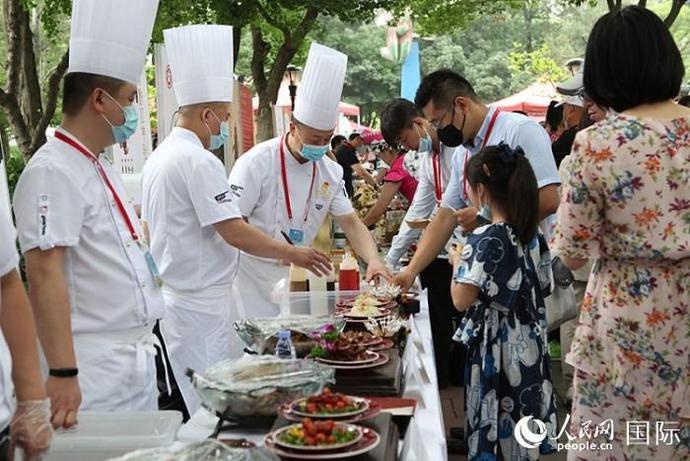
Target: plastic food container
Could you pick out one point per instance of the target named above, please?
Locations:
(104, 435)
(256, 386)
....
__Directions__:
Write out every line of the material above again, requests included but without the picture, and shift each coordinate in the answers by adding 86 to it.

__Task solution__:
Target: plastic food container
Could you pick out one point per instance of the target named above, please?
Locations:
(190, 521)
(342, 472)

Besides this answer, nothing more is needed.